## STATED TASK A
In the JPA converter thread, what character does the converter class use to join and split the list values?
## STATED TASK B
Filter the listing to only the lines that contain the string "mirror". Case counts.

## SELECTED EXTRACT
I have created an entity class that has a column which uses Attribute Converter of JPA:
#Convert(converter = StringListConverter.class)
private List<String> functionSpecificationLabel;
The converter class is :
#Converter
public class StringListConverter implements AttributeConverter<List<String>, String> {
#Override
public String convertToDatabaseColumn(List<String> list) {
return String.join(",", list);
}
#Override
public List<String> convertToEntityAttribute(String joined) {
return new ArrayList<>(Arrays.asList(joined.split(",")));
}
}
The expected values of the column in the Tables are like
functionSpecificationLabel
multiVLANSupport,telepresence,csaid
Now I need to return the rows that have multiVLANSupport,telepresence,csaid as value in functionSpecificationLabel column.
My Query in the repository for the same is :
#Query("Select pd from ProductDetailsEntity pd where pd.functionSpecificationLabel in (:labels)")
Optional<ProductDetailsEntity> findByFunctionSpecificationLabel(#Param("labels") final List<String> labels);
Now I face the issue as :
Parameter value [multiVLANSupport] did not match expected type [java.util.List (n/a)]

I am not exactly sure if this is even possible, here is how i have implemented to store list of values in an entity class using #ElementCollection You can read more about it here https://thorben-janssen.com/hibernate-tips-query-elementcollection/
A good discussion can be found here How to persist a property of type List<String> in JPA?. My suggestion is to avoid storing any values in db based on a delimiter.

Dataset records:
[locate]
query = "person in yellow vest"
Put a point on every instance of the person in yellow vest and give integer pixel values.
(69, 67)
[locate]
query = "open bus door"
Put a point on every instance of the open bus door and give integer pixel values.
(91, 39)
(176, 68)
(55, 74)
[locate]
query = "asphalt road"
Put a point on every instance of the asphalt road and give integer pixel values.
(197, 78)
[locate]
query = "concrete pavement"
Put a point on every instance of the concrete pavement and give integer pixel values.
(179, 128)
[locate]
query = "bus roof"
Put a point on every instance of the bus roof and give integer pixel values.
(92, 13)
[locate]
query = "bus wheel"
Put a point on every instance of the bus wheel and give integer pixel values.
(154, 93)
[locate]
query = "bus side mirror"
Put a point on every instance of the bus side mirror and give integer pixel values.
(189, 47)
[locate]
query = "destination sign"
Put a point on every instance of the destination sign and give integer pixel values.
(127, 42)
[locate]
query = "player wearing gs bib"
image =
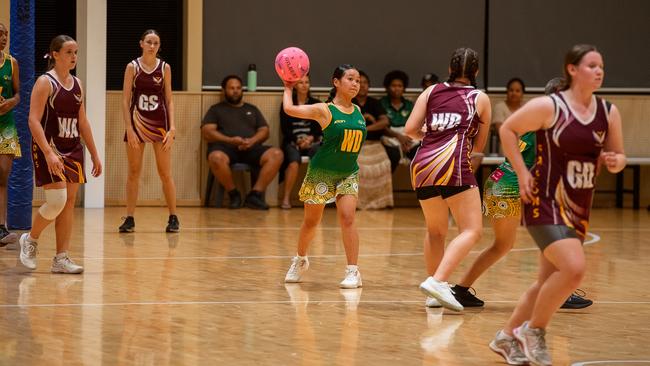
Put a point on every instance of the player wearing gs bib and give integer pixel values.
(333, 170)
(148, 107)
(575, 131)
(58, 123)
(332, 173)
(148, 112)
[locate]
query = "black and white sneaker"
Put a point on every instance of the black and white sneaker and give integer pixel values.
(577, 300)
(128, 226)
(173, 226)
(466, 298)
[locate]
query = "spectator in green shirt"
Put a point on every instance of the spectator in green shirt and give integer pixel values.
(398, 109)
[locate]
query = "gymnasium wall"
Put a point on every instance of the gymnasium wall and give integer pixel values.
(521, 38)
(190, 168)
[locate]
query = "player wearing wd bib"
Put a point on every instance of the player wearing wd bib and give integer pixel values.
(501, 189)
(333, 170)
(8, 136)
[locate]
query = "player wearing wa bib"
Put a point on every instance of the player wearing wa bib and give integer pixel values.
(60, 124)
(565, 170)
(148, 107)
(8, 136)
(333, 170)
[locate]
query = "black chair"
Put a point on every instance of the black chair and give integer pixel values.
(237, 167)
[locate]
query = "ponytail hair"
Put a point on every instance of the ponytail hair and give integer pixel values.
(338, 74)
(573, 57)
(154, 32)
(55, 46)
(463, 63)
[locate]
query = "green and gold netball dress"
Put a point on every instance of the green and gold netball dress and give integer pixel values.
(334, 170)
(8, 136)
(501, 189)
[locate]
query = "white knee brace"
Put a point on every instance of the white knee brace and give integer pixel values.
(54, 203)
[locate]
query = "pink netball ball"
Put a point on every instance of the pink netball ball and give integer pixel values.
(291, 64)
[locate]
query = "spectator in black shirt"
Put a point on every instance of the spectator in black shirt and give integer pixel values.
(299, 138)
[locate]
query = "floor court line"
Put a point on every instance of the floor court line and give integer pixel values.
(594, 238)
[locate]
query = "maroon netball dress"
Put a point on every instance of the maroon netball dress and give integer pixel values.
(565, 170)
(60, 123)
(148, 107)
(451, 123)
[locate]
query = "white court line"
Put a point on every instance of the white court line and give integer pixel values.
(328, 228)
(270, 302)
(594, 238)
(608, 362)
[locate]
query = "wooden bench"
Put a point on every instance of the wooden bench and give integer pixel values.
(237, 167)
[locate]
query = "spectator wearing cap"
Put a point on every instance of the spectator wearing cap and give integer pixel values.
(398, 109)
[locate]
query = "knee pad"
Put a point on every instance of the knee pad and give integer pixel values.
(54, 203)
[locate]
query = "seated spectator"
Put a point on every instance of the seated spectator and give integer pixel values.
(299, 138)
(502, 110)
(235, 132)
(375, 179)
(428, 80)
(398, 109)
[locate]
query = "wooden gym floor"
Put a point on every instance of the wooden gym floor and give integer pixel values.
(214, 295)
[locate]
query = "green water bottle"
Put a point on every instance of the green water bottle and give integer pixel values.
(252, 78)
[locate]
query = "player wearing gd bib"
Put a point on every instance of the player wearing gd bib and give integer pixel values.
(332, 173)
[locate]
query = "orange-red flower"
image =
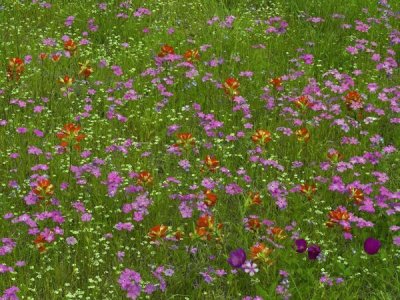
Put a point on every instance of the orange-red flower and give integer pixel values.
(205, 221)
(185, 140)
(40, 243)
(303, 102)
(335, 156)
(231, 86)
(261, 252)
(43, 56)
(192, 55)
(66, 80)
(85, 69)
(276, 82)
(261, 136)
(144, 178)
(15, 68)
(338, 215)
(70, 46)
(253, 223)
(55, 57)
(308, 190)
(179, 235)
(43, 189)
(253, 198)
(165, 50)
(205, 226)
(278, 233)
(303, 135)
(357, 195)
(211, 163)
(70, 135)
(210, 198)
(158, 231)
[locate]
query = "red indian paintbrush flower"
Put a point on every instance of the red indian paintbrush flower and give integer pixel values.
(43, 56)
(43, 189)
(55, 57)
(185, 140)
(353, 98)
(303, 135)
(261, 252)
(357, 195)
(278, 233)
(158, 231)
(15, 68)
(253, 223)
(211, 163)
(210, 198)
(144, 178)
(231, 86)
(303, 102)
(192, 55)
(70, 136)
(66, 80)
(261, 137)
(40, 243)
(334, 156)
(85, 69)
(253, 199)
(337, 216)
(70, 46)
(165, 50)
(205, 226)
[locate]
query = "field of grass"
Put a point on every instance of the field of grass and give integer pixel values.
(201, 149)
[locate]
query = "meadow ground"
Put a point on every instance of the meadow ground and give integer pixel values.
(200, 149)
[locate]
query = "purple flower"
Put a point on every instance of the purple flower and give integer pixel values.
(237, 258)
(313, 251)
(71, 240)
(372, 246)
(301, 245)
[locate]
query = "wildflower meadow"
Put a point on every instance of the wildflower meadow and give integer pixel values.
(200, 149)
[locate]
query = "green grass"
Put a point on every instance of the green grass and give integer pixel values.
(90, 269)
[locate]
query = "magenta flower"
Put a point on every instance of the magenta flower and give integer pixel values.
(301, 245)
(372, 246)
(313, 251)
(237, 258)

## FINISHED ANSWER A
A comma.

## FINISHED ANSWER B
query = "bus side mirror"
Put a point on every instance of the bus side mirror and give integer pixel values.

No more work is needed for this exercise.